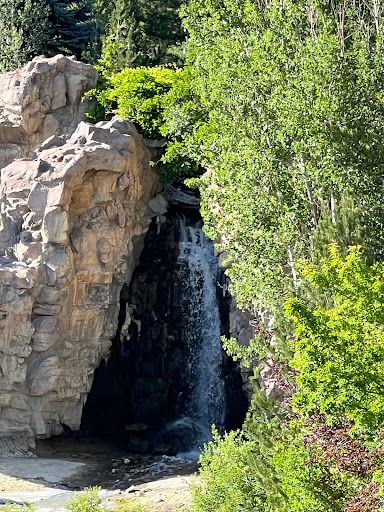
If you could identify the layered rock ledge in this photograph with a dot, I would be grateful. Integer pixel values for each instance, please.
(72, 224)
(39, 100)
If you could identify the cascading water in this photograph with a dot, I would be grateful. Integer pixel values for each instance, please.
(167, 380)
(198, 273)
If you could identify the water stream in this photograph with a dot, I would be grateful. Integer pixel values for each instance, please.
(198, 271)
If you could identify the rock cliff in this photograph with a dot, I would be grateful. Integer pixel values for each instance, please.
(39, 100)
(72, 225)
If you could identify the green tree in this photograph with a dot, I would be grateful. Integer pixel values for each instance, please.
(24, 31)
(143, 33)
(291, 108)
(339, 347)
(71, 27)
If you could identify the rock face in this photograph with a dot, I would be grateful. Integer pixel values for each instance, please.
(72, 224)
(39, 100)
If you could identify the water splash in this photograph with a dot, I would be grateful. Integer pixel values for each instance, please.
(198, 271)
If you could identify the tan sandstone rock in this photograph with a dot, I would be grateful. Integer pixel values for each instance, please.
(41, 100)
(72, 222)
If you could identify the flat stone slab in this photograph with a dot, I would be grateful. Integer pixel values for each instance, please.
(42, 499)
(52, 471)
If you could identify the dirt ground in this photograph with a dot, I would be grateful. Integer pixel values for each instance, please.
(60, 467)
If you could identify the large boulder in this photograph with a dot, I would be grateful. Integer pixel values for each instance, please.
(41, 99)
(72, 224)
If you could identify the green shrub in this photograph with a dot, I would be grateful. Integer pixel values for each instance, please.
(226, 483)
(85, 501)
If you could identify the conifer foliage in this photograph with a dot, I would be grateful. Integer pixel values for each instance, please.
(35, 27)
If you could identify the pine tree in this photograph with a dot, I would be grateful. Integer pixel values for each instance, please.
(71, 27)
(143, 33)
(24, 31)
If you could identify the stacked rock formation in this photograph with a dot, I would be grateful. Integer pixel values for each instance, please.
(72, 225)
(39, 100)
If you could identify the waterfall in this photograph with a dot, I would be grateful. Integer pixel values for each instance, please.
(198, 271)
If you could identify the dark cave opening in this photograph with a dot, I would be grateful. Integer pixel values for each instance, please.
(144, 385)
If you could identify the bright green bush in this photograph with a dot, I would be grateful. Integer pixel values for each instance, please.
(226, 482)
(85, 501)
(138, 94)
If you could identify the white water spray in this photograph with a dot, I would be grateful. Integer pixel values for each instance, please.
(199, 271)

• EXERCISE DETAILS: Copy all of the rows above word for word, leaving out the pictures.

• ANSWER FOR THE TASK:
If you could identify the layered rock ledge in this photograph with a dot, I would be grateful. Integer pixel values for each instance, please.
(72, 224)
(39, 100)
If you could identify the cascading water in this photograph with a dot, I would be grateful. Integer pixel values for each instance, please.
(167, 380)
(198, 273)
If you could identify the water stream in this photograph with a dot, I would be grateful. Integer pixel values for each instance, please.
(198, 271)
If you could identify the rock cliff in this photograph with a dot, I would be grateful. Integer pixel values for each instance, please.
(39, 100)
(72, 225)
If you could identify the green tree in this photograph with a dot, I would be grateful. Integer pixel values for each instance, please.
(24, 31)
(143, 33)
(291, 108)
(339, 347)
(71, 27)
If you could identify the rock face in this photograph with a dot, I would be grateful. Integer pixel values for each instance, please.
(72, 224)
(39, 100)
If you could identify the water splash in this photograph with a dot, I would be grateful. Integer pixel values for each instance, please.
(198, 271)
If you could identify the tan sandstone rock in this photograph with a dot, I would be grateful. Integer pixel values for each instance, please.
(41, 100)
(72, 222)
If you could identify the flat stone slab in this photograph with a dot, I would be grateful. Integer pixel values for each instance, please.
(42, 499)
(52, 471)
If you could identify the dirt ground in this photograph with a dot, I would be grateful. Integer pixel values for each instance, please.
(60, 467)
If you could identify the large boulder in this photograph with a dot, I would be grateful. Integer pixel values for each instance, please.
(41, 99)
(72, 224)
If you could identify the green shrub in this photograph with a dot, I would be grateful. Integer pixel values for each instance, please.
(226, 483)
(85, 501)
If you could identify the conifer foliage in this photograph with a dot, I would be grateful. Integer pixel values for each instance, please.
(35, 27)
If you could identify the pine tree in this photograph with a dot, I would be grateful. Integer pixel values for each instance, please.
(71, 27)
(143, 33)
(24, 31)
If you could identify the stacked rock formation in this photograph with a dot, I would be grateful. Integer pixel values for each instance, please.
(72, 225)
(39, 100)
If you could identify the waterfall in this photograph with a dot, I would be grateful. Integer pixel values for each instance, please.
(198, 271)
If you could identify the dark cave opening in this photograph with a dot, I would be grateful. Integer pixel values for each instance, please.
(144, 385)
If you could identify the bright green bush in this photograph with a dot, I would be grateful. Integer pixel values for each instance, please.
(226, 482)
(85, 501)
(138, 94)
If you could identify the white water spray in this photograph with a dot, I would be grateful. Integer pixel values for each instance, please.
(199, 271)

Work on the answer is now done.